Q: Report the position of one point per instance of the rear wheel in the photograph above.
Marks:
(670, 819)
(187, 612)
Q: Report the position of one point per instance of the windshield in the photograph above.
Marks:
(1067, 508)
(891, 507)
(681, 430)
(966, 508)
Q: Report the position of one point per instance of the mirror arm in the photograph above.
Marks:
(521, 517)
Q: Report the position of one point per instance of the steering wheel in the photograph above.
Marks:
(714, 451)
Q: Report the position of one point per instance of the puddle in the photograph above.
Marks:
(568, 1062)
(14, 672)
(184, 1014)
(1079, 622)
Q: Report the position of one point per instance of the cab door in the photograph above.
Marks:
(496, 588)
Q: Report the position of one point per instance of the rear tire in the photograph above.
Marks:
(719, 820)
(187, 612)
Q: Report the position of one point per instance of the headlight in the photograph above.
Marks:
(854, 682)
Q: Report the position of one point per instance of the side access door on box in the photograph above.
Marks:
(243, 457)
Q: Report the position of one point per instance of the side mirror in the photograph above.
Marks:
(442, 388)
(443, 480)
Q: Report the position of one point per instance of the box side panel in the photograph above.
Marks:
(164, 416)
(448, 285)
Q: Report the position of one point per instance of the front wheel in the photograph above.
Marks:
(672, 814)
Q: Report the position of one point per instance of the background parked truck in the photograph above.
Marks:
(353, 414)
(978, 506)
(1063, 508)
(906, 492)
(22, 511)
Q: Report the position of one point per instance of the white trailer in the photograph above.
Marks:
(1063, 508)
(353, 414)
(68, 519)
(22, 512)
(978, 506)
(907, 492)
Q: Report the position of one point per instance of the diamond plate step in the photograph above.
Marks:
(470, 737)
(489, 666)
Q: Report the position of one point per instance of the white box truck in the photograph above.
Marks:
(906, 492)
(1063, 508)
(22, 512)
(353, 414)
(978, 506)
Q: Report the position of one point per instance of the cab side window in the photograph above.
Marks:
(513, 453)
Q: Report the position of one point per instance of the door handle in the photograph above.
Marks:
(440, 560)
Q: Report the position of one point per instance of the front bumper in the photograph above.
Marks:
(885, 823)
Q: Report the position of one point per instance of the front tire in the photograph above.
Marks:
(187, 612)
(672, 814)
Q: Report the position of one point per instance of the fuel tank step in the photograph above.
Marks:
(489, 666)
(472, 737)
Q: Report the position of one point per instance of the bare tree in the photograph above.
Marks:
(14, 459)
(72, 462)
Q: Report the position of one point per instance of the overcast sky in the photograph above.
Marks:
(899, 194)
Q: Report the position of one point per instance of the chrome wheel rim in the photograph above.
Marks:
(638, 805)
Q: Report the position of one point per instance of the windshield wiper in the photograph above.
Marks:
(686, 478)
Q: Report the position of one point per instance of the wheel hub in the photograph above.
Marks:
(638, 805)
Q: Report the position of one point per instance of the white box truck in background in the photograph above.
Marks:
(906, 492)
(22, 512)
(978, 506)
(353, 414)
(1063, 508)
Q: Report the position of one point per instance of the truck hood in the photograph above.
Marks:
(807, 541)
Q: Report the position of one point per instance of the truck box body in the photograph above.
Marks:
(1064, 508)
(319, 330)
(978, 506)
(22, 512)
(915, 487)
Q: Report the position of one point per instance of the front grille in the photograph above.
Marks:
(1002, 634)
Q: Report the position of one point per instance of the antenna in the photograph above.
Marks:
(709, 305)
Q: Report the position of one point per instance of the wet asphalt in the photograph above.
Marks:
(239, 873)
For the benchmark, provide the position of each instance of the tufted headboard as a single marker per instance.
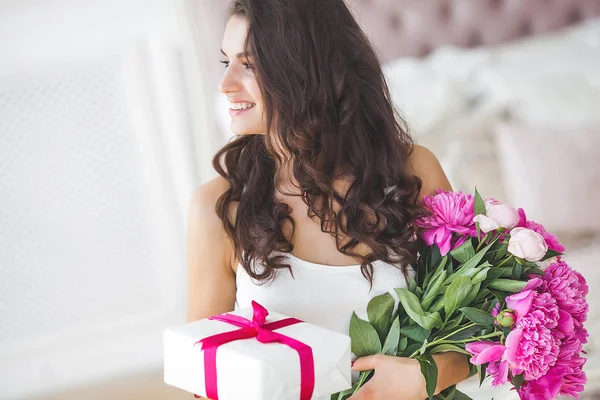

▶ [WHAT THE EXERCISE ASKS] Copy the items from the line with "tree in the photograph above." through the end of the items, swapping "Marks" for "Points" and leaving everything else unchanged. Leave the pictures out.

▶ [ANSWER FOR THIS EXERCISE]
Q: Report the position of one point per instance of the bare tree in the photograph above.
Points:
(14, 459)
(72, 462)
Q: Report the position of one point per instance of the overcast sky in the photograph above.
Points:
(899, 194)
Q: Report the position of one point per instance of the chrome wheel rim in the photograph above.
Points:
(638, 805)
Q: Report the position of one point per instance of the windshield wiper in the photograph above.
Points:
(686, 478)
Q: Report the position of one point per instance of the wheel hub in the photograph above.
Points:
(638, 805)
Q: Report the position of one point per instance of the white box truck in background in the photograph above.
Points:
(906, 492)
(22, 512)
(978, 506)
(353, 414)
(1063, 508)
Q: Report the position of one point per instance of the truck hood in the photograph above.
Points:
(807, 541)
Q: Report the position of one point per instance of the truck box body in the photograph above.
Points:
(1064, 508)
(319, 330)
(978, 506)
(22, 512)
(915, 487)
Q: Report the position of one point per instance of the front grille in the photograph above.
Points:
(1002, 634)
Q: Report the position of one point per instance of the antenna in the photograph above.
Points:
(709, 305)
Q: Report the position of one point per instance of the wet asphalt in the photograph above.
Points:
(239, 873)
For the benchmark, provide the position of each instance of the tufted headboard as a single marker per instance.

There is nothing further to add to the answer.